::: Testo di partenza :::
Gli autori dell’attacco sarebbero miliziani riconducibili a fazioni estremiste di pastori Fulani, in alcuni casi con legami operativi e ideologici con organizzazioni jihadiste attive nel Sahel, come Boko Haram e l’Islamic State West Africa Province (ISWAP). L’armamento impiegato, fucili d’assalto, armi automatiche e ordigni incendiari, suggerisce approvvigionamenti ottenuti tramite traffici illeciti, in particolare da arsenali libici e maliani, e attraverso le rotte che attraversano Niger, Ciad e Camerun. Le risorse economiche di questi gruppi derivano da attività criminali (rapimenti, estorsioni, contrabbando di bestiame), finanziamenti provenienti da reti jihadiste transnazionali, e in alcuni casi dal sostegno occulto di élite locali che strumentalizzano la violenza per obiettivi politici o economici. La Nigeria, con la sua posizione geopolitica e le sue ingenti risorse naturali, rappresenta un nodo strategico per interessi molteplici.
:::
▶ Consegna: Prosegui il brano sulle milizie armate in Nigeria partendo dalla sua ultima frase.
::: Dati mostrati :::
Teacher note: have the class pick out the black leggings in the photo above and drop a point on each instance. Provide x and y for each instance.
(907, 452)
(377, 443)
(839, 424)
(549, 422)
:::
▶ Risposta attesa:
La fragilità dello stato e la permeabilità dei suoi confini fanno sì che attori regionali e globali, inclusi gruppi terroristici, reti mafiose, politici corrotti, signori della guerra e persino alcune multinazionali, trovino convenienza nella destabilizzazione sistemica. In tale contesto, parlare di “scontro tra pastori e agricoltori” come chiave interpretativa prevalente è oggi non solo riduttivo, ma fuorviante. La violenza che colpisce da anni la cosiddetta “Middle Belt” assume ormai i tratti inequivocabili di una campagna di epurazione etno-religiosa, volta a cancellare la presenza cristiana nelle zone rurali centrali del paese. Le tensioni tra pastori Fulani, ampio gruppo a maggioranza musulmana tradizionalmente nomade, e comunità agricole stanziali, per lo più cristiane, si sono intensificate dal 2009, favorite da fattori ambientali (desertificazione), competizione per la terra, e una cronica impunità. Tuttavia, la crescente frequenza e brutalità degli attacchi evidenziano una trasformazione qualitativa del conflitto: da disputa per risorse a violenza ideologica sistematizzata.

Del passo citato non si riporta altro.